<<<<

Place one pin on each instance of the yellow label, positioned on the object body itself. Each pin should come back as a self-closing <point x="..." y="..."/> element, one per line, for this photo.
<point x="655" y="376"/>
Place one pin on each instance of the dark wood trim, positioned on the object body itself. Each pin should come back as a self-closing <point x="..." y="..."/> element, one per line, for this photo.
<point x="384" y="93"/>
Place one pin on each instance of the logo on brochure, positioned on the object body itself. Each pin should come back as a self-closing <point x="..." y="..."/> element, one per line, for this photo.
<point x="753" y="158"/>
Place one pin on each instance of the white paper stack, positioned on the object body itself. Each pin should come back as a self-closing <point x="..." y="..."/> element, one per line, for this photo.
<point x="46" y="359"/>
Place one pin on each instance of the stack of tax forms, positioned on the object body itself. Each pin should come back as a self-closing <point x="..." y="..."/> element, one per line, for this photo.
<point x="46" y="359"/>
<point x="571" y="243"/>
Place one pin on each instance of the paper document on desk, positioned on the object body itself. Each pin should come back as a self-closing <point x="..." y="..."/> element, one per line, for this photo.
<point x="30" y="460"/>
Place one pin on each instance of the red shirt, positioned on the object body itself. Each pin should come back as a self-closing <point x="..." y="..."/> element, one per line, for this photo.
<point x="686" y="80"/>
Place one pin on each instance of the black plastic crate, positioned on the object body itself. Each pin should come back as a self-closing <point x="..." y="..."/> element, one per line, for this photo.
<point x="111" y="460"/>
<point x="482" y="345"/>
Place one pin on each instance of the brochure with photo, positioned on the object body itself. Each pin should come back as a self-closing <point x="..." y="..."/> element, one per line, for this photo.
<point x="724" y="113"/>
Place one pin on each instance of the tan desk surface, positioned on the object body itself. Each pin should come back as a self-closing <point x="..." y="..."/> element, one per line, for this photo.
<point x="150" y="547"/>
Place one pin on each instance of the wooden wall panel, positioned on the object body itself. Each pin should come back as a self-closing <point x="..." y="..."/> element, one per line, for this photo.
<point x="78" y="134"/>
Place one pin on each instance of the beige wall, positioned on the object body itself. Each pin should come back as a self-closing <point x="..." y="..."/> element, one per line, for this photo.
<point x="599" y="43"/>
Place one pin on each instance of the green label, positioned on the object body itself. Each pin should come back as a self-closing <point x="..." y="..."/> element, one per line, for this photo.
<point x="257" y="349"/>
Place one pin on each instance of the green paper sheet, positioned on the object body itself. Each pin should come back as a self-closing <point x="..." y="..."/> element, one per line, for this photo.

>>>>

**ABOUT THIS TASK**
Return every line above exactly as it stands.

**ANSWER SECTION**
Place one pin on each instance of the yellow label, positioned on the object body itself. Each pin should come back as a self-closing <point x="..." y="..."/> element, one per line, for this photo.
<point x="655" y="376"/>
Place one pin on each instance of the dark wood trim, positioned on the object body itself. Each pin should come back as a self-closing <point x="..." y="..."/> element, one per line, for this photo.
<point x="384" y="93"/>
Place one pin on each instance of the logo on brochure, positioned on the object body itself. Each pin should come back as a self-closing <point x="..." y="..."/> element, one per line, for this photo.
<point x="753" y="158"/>
Place one pin on each instance of the white paper stack, positioned on the object body itself. Each pin should come back as a self-closing <point x="..." y="..."/> element, one per line, for this photo.
<point x="46" y="359"/>
Place one pin on each instance of the stack of tax forms, positioned on the object body itself. Each pin should come back as a self-closing <point x="..." y="..."/> element, one per line, for this photo.
<point x="46" y="359"/>
<point x="571" y="243"/>
Place one pin on each instance of the paper document on desk, positioned on the object body itself. Each pin should come back as a self-closing <point x="..." y="..."/> element, one per line, for this photo.
<point x="30" y="460"/>
Place one pin on each instance of the red shirt, positioned on the object body itself. Each pin should come back as a self-closing <point x="..." y="..."/> element, one per line, for this photo.
<point x="686" y="80"/>
Place one pin on each instance of the black plastic crate, positioned on the object body itself. Each pin should come back as a self-closing <point x="..." y="..."/> element, one per line, for this photo.
<point x="111" y="460"/>
<point x="482" y="345"/>
Place one pin on each instance of the brochure with photo, positioned on the object body itself. Each pin should come back as a self-closing <point x="..." y="..."/> element, one per line, for this photo.
<point x="724" y="113"/>
Place one pin on each instance of the tan desk surface, positioned on the object body itself. Each pin should come back as a self-closing <point x="..." y="..."/> element, one per line, for this photo.
<point x="150" y="547"/>
Place one pin on each instance of the wooden wall panel, positioned on the object body itself. Each pin should come back as a self-closing <point x="..." y="..."/> element, one per line, for this photo.
<point x="78" y="134"/>
Place one pin on each instance of the beige wall, positioned on the object body itself. Each pin should come back as a self-closing <point x="..." y="..."/> element, one per line, for this photo.
<point x="599" y="43"/>
Place one pin on each instance of the green label, positioned on the object body itself. Each pin should come back as a self-closing <point x="..." y="..."/> element, one per line, for this photo.
<point x="257" y="349"/>
Place one pin on each instance of the green paper sheet, positioned on the object body itself. Each pin should come back as a self-closing <point x="..." y="..."/> element, one per line, for this photo.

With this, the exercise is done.